### EXTRACTED TEXT
• • • • •
Marketing is fundamentally about creating momentum. It is the engine that drives a person from disinterest toward curiosity, from curiosity into confidence, and finally from confidence into action , and ideally, into advocacy. That engine is powered by leverage, the ability to generate that movement efficiently.

My understanding of leverage was shaped by a graduate school negotiation case study taught by Prof. Ned Wellman. The story centered on a man named Bill who discovered his city planned to spend $450,000 demolishing a beautiful, 125-year-old downtown building. Bill asked a deceptively simple question: “What if we could save the building for less than that?” He convinced the city to halt the demolition, secured incentives, and found a commercial buyer. In the end, the building was saved, and Bill walked away with a six-figure profit.

This story dismantles the myth that “it takes money to make money.” It takes leverage. For marketers, leverage is the difference between success and failure. No amount of ad spend, content volume, brand visibility, or clever one-liners can compensate for a lack of it. I have learned this the hard way.

The painful reality is that most marketing teams don’t realize they are operating without leverage until it is too late and too costly to pivot. They mistake things that look like leverage for the real thing.

5 False Signals of Marketing Leverage

Here are the common traps I have observed marketing teams fall into.
• • • • •
### EXCERPTED DATA
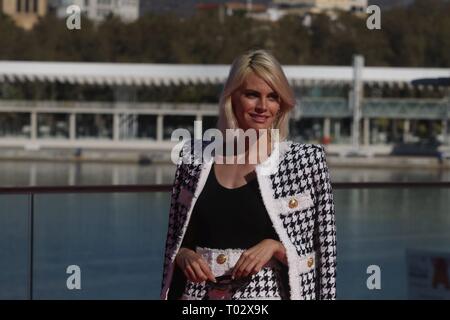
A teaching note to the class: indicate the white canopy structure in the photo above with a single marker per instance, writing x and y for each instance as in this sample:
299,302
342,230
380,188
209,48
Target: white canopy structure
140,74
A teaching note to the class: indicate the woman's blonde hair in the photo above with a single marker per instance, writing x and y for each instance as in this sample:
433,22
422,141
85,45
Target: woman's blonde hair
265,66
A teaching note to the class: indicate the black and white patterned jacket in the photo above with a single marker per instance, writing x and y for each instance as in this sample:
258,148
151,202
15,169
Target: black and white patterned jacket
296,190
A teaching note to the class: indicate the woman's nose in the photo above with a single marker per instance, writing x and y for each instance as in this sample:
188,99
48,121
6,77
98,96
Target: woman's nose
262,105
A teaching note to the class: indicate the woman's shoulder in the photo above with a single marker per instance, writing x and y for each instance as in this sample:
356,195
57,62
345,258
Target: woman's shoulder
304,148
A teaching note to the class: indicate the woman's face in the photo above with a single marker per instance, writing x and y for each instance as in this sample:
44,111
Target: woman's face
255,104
• • • • •
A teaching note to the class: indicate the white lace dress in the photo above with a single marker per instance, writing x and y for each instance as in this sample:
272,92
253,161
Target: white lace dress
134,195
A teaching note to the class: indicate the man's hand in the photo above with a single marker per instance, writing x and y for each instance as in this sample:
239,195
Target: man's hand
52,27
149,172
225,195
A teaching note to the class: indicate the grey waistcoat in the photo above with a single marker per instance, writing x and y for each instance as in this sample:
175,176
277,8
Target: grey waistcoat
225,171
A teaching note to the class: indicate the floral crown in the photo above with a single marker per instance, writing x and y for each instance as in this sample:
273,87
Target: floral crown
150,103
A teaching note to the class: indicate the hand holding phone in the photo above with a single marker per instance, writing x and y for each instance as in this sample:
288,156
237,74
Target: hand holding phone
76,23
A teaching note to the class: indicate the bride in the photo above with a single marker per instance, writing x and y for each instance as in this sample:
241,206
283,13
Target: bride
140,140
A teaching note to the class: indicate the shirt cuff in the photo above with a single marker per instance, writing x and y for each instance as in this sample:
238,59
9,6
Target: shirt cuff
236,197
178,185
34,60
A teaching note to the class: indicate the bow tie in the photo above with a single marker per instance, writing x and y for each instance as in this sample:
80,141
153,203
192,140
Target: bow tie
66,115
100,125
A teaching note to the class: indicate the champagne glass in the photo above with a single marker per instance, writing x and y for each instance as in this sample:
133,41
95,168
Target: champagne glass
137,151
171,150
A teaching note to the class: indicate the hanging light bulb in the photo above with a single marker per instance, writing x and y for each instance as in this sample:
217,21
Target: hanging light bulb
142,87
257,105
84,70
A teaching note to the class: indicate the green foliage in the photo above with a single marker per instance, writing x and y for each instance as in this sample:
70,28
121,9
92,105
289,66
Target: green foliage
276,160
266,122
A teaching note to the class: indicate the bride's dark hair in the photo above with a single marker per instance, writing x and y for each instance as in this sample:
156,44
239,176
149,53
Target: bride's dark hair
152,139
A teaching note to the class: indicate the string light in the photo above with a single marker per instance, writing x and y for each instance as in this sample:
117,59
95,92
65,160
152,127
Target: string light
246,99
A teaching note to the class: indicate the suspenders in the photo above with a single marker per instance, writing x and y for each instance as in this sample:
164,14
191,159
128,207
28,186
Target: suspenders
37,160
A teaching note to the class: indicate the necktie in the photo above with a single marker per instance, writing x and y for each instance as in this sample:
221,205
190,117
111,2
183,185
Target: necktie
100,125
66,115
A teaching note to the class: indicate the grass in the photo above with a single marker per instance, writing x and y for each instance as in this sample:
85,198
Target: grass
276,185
• • • • •
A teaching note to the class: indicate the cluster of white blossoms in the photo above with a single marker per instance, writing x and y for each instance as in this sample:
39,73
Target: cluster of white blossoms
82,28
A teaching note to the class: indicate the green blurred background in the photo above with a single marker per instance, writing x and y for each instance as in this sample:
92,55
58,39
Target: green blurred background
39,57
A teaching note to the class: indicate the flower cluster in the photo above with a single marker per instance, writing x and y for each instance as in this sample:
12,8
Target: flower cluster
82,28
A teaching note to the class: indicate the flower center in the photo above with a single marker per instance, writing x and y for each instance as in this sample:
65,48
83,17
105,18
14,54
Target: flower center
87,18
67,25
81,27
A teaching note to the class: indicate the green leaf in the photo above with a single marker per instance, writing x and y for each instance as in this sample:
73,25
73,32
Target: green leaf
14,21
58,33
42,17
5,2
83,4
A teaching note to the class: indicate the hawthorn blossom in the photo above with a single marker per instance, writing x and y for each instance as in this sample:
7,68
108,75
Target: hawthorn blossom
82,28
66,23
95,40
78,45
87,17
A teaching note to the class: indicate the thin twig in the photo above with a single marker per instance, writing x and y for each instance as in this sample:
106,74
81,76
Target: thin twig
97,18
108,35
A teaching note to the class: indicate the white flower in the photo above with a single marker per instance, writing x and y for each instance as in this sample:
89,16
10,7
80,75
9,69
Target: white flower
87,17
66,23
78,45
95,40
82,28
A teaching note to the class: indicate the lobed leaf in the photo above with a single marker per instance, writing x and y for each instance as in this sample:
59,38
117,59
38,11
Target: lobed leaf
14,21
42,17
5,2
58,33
• • • • •
### WRITTEN REQUEST 1
List the four things that, according to the text on marketing leverage, cannot compensate for a lack of leverage.
### WRITTEN REQUEST 2
Continue the text on marketing leverage, picking up after its final sentence.

### TASK RESPONSE 1
- ad spend
- content volume
- brand visibility
- clever one-liners

### TASK RESPONSE 2
False Leverage 1: Complexity masquerading as clarity Some teams convince themselves they are explaining their product simply, when in reality they are not. It is easy to blame the customer for not understanding. The real problem is that marketing has become so intimately familiar with the product that it assumes everyone else is, too. I once worked with a generative AI company that thought its product was the simplest thing in the world. It took me three calls with the founder to grasp what they actually did. Their prospects gave up long before call three.

False Leverage 2: Data masquerading as understanding Marketers operate in a fast-paced, data-driven world. But the more data that becomes available, the easier it is to confuse observation with true understanding. That is like thinking you understand relationships because you went to a speed-dating event.

False Leverage 3: Experience masquerading as market understanding If you were in sales during the ’80s and ’90s, you likely used ACT! contact management software. Then Salesforce and HubSpot arrived and left them behind. Success convinced ACT! that they understood what customers would always want, when they only understood what customers wanted then.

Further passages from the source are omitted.